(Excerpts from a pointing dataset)
——————
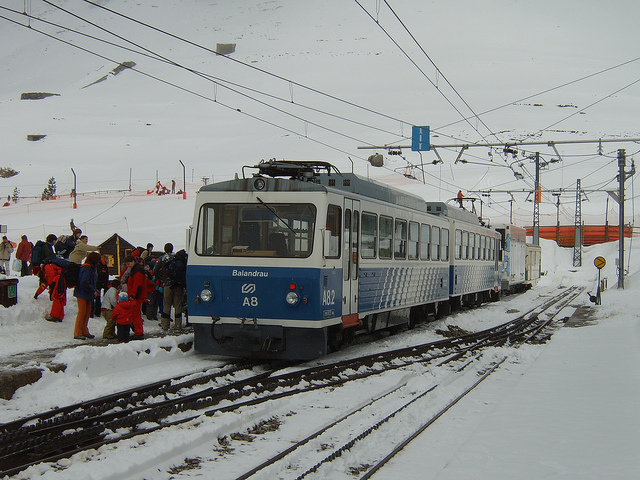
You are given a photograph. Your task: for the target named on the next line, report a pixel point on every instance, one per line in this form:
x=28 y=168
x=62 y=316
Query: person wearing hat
x=6 y=249
x=123 y=314
x=109 y=302
x=146 y=254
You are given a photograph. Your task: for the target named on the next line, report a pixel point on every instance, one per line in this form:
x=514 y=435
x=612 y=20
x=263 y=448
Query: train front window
x=258 y=230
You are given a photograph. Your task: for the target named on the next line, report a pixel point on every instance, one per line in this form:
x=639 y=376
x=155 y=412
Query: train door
x=351 y=233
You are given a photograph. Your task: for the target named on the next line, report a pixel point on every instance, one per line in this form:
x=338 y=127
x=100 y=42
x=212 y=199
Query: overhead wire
x=394 y=41
x=440 y=72
x=269 y=73
x=256 y=68
x=184 y=89
x=207 y=77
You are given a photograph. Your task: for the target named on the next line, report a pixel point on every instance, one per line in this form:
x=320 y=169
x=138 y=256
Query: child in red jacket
x=123 y=314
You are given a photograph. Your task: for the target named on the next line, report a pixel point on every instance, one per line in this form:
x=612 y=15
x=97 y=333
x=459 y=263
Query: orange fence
x=564 y=235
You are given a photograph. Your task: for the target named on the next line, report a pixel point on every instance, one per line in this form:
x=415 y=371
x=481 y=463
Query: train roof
x=457 y=213
x=311 y=176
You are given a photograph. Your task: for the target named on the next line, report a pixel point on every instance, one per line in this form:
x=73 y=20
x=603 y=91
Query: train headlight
x=206 y=295
x=259 y=183
x=292 y=298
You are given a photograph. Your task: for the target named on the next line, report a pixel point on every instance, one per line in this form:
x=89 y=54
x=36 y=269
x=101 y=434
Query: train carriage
x=474 y=266
x=292 y=267
x=514 y=253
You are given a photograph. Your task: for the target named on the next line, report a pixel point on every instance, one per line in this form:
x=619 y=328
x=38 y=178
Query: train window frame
x=368 y=238
x=413 y=244
x=385 y=235
x=334 y=220
x=227 y=230
x=400 y=239
x=458 y=240
x=435 y=242
x=444 y=244
x=465 y=245
x=346 y=231
x=425 y=239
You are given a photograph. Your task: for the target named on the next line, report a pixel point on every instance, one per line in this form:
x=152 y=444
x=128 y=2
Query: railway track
x=50 y=436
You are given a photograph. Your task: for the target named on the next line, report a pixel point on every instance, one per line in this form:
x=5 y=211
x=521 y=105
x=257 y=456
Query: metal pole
x=75 y=189
x=184 y=180
x=536 y=203
x=622 y=161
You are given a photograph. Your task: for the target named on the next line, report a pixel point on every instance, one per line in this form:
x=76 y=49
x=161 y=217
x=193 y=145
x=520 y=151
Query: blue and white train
x=291 y=262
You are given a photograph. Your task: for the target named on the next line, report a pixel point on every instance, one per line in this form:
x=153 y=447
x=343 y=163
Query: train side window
x=458 y=244
x=435 y=243
x=205 y=231
x=444 y=244
x=355 y=231
x=346 y=259
x=386 y=237
x=334 y=222
x=424 y=241
x=400 y=239
x=465 y=245
x=414 y=240
x=369 y=235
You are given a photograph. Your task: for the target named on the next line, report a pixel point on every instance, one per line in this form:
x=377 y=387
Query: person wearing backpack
x=67 y=243
x=168 y=270
x=137 y=291
x=42 y=251
x=23 y=253
x=6 y=249
x=50 y=275
x=84 y=293
x=81 y=250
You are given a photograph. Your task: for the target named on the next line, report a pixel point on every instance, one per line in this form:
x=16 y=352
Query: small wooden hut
x=113 y=251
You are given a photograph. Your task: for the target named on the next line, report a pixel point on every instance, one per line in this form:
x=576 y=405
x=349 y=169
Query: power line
x=418 y=68
x=475 y=115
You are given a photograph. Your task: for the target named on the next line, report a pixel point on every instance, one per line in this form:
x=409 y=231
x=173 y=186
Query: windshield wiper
x=275 y=213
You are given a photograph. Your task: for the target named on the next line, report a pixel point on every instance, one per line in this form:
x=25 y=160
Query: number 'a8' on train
x=293 y=261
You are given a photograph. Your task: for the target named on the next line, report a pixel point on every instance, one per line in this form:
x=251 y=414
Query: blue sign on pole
x=420 y=139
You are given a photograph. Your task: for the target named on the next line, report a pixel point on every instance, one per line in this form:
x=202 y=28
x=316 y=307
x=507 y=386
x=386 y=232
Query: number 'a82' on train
x=296 y=259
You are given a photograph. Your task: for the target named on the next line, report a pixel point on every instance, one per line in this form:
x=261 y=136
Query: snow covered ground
x=541 y=70
x=566 y=409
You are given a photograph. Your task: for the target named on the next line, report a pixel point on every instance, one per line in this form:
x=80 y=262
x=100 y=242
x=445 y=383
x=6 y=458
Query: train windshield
x=258 y=230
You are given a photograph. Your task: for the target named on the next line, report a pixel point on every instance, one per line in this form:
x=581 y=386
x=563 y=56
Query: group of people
x=161 y=189
x=146 y=285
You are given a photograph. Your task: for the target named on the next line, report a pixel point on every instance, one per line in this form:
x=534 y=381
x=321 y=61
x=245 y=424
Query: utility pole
x=622 y=162
x=577 y=244
x=557 y=195
x=619 y=197
x=536 y=203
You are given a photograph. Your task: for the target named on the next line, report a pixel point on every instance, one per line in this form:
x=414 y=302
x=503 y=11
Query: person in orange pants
x=137 y=291
x=50 y=277
x=85 y=293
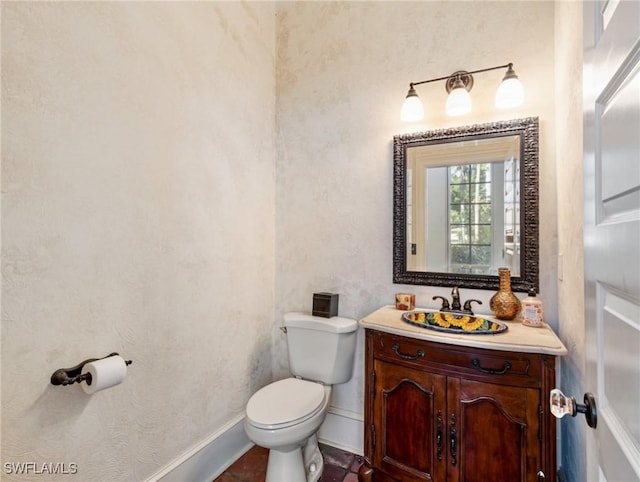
——————
§ **What needs to be done**
Show each line of the material above that contains the word "wearing".

§ **Finished answer**
Query: person wearing hat
Query: person wearing backpack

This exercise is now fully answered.